» **INPUT RECORDS**:
* Start *

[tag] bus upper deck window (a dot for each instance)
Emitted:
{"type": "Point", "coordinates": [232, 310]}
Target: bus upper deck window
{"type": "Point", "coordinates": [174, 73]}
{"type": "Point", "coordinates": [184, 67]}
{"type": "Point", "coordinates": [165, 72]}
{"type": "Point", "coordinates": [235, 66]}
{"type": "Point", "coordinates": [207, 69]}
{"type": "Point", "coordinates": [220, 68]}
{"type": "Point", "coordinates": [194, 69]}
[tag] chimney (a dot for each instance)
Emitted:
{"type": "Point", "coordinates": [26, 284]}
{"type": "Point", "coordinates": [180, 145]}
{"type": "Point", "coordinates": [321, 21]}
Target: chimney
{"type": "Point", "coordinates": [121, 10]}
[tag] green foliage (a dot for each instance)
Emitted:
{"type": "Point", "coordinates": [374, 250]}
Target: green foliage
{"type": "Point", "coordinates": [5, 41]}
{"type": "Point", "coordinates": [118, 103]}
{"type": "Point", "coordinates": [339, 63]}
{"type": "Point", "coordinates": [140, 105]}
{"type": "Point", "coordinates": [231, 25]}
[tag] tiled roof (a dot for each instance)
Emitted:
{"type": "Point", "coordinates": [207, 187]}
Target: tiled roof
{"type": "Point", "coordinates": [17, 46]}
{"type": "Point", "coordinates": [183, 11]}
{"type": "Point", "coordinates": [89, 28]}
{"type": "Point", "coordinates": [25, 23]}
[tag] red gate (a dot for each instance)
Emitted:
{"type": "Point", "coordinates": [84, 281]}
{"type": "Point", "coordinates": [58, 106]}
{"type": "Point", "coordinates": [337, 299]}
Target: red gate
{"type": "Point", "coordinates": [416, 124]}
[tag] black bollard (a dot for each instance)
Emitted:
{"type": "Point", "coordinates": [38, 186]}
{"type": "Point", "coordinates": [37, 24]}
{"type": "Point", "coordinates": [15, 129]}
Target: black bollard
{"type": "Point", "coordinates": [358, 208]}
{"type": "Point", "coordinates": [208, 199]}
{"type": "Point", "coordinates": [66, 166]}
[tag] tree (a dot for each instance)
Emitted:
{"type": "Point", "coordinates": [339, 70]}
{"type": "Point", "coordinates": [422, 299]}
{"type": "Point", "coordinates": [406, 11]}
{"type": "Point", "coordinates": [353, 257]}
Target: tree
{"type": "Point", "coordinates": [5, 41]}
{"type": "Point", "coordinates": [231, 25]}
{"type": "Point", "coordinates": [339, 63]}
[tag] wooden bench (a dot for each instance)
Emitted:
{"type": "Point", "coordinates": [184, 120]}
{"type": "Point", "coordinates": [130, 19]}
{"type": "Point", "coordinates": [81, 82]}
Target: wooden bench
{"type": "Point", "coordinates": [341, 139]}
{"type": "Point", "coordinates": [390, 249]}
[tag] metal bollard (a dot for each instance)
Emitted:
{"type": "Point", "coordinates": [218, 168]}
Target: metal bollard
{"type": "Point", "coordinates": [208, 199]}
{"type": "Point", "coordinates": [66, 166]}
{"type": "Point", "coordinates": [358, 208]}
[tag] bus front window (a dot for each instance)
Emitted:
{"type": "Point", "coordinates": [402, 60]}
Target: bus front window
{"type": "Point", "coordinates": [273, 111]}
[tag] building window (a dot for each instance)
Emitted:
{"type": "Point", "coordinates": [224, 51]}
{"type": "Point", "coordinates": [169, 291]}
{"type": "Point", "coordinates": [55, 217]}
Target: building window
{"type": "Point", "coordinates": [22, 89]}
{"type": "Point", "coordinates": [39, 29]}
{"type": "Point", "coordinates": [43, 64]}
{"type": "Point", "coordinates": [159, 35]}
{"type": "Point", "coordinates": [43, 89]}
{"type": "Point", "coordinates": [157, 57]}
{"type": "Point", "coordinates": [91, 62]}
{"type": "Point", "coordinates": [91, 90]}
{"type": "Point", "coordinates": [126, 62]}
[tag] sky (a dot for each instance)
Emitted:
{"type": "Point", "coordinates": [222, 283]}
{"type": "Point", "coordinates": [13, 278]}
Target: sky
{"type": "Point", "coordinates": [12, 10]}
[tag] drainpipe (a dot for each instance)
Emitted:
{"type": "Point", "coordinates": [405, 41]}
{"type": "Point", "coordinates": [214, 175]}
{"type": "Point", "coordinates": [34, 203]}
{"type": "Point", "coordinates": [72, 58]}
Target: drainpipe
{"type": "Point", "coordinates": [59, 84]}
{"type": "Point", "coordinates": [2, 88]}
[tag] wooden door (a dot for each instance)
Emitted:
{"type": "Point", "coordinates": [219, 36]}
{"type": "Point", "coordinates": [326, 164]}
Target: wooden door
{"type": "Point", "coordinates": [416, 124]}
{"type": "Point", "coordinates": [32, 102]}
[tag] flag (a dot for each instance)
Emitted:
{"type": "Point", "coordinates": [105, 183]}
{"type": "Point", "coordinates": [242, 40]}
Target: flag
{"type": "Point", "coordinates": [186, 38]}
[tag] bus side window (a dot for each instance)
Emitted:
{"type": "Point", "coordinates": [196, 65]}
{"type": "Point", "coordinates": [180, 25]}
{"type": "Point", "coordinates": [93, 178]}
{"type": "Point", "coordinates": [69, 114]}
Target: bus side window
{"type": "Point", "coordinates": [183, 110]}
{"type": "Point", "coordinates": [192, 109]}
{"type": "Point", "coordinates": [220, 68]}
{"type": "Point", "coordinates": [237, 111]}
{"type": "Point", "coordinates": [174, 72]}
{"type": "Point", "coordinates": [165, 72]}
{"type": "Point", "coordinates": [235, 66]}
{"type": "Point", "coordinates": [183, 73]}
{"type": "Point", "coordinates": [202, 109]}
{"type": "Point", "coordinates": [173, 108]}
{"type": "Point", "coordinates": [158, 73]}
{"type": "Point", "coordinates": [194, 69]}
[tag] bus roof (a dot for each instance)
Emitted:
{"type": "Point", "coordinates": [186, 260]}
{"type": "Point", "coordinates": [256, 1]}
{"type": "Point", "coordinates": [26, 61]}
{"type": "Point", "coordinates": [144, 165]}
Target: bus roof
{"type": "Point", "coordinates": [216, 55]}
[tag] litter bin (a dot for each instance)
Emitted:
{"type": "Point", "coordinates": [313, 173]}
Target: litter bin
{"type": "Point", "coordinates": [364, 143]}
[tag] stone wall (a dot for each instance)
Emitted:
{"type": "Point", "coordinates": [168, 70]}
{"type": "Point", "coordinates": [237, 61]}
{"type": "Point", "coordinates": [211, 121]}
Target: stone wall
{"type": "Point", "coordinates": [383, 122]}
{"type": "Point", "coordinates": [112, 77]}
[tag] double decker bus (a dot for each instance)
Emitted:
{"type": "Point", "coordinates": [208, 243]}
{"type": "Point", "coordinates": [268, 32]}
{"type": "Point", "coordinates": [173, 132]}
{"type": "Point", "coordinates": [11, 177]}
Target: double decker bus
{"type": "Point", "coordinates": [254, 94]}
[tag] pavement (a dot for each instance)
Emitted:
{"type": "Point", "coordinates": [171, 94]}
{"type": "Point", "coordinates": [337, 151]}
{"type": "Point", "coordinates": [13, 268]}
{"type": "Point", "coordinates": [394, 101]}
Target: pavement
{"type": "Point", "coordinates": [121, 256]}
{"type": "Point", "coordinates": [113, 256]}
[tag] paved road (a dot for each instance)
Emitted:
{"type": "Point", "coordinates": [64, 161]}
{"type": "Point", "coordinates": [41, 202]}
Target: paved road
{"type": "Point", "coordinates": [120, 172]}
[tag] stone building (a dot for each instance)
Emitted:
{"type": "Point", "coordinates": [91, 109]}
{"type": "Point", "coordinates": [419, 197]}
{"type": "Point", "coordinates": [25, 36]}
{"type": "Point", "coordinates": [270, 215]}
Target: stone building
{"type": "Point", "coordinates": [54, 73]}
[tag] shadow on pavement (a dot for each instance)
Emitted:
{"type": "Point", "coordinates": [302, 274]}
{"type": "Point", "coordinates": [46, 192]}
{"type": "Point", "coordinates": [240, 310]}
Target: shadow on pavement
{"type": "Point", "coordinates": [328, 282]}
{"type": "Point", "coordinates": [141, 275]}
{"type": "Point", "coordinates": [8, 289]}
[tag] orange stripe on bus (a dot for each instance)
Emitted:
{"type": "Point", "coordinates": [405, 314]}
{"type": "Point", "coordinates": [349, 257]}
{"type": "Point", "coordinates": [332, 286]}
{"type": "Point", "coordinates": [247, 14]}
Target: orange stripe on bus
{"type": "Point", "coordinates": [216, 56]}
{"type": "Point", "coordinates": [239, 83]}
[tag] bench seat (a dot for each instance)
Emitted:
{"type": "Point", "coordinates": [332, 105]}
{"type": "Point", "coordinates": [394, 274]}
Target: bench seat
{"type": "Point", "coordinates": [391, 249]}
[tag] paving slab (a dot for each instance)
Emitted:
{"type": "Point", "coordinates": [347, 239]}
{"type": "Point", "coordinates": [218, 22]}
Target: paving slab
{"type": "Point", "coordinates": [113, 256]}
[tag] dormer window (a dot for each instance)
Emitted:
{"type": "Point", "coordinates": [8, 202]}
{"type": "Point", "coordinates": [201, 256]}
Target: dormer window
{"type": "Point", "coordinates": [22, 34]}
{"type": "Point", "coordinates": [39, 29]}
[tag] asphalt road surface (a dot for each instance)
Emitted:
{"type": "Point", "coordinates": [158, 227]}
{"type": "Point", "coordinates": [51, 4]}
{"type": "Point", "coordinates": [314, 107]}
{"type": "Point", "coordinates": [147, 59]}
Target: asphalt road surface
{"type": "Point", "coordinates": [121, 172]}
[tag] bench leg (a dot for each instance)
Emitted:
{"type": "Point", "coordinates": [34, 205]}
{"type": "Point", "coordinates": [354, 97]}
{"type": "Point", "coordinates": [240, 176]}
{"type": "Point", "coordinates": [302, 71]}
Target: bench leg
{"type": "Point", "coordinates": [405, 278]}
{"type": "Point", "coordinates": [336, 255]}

* End *
* Start *

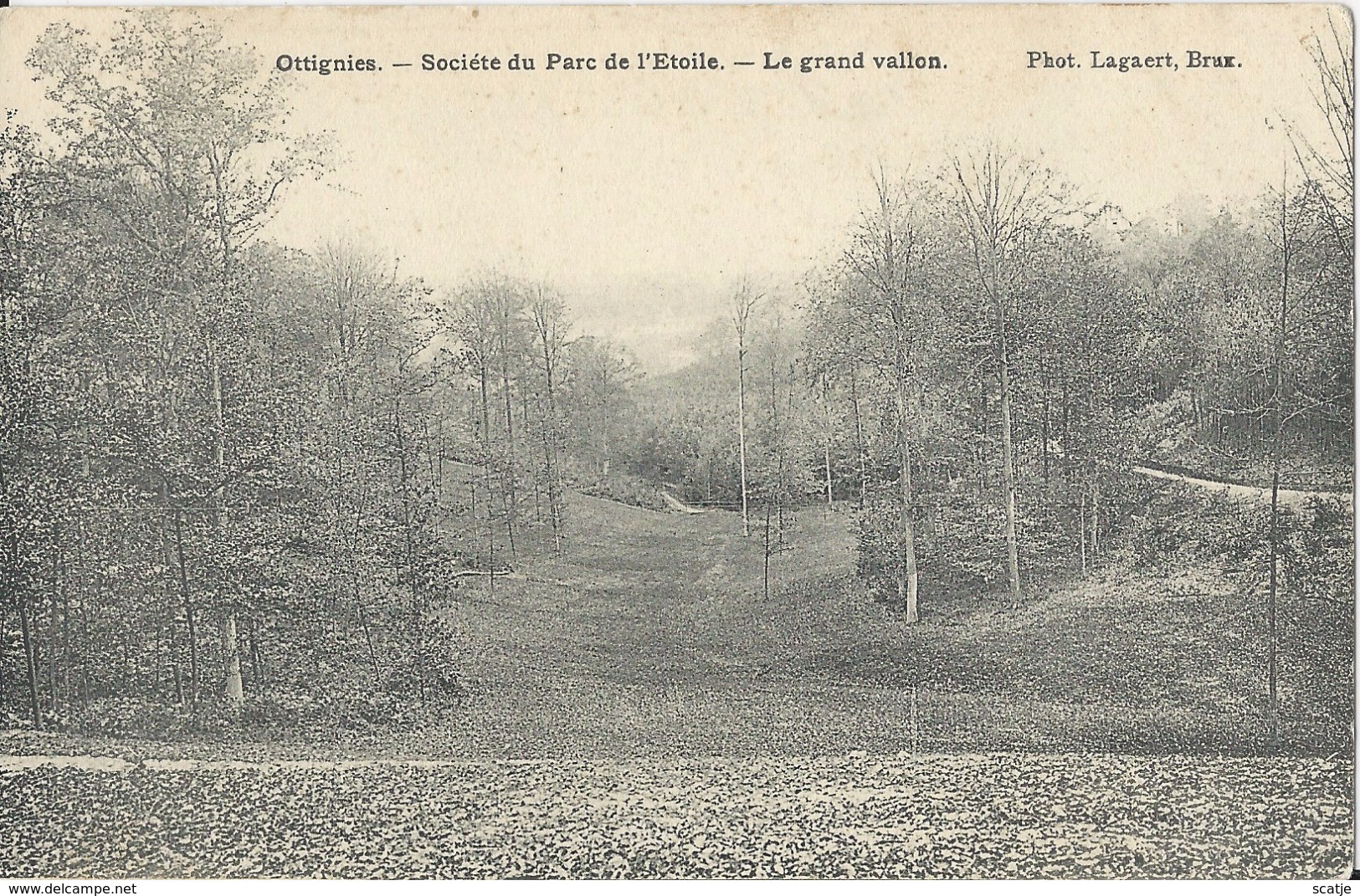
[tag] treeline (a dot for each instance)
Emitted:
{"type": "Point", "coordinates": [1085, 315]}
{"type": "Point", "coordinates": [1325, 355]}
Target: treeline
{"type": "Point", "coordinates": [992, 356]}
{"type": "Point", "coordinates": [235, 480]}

* End *

» **SET TASK**:
Which lines of the records contain the word "chimney"? Report each of them in full.

» **SOLVED PROBLEM**:
[tag] chimney (a dot for each instance)
Target: chimney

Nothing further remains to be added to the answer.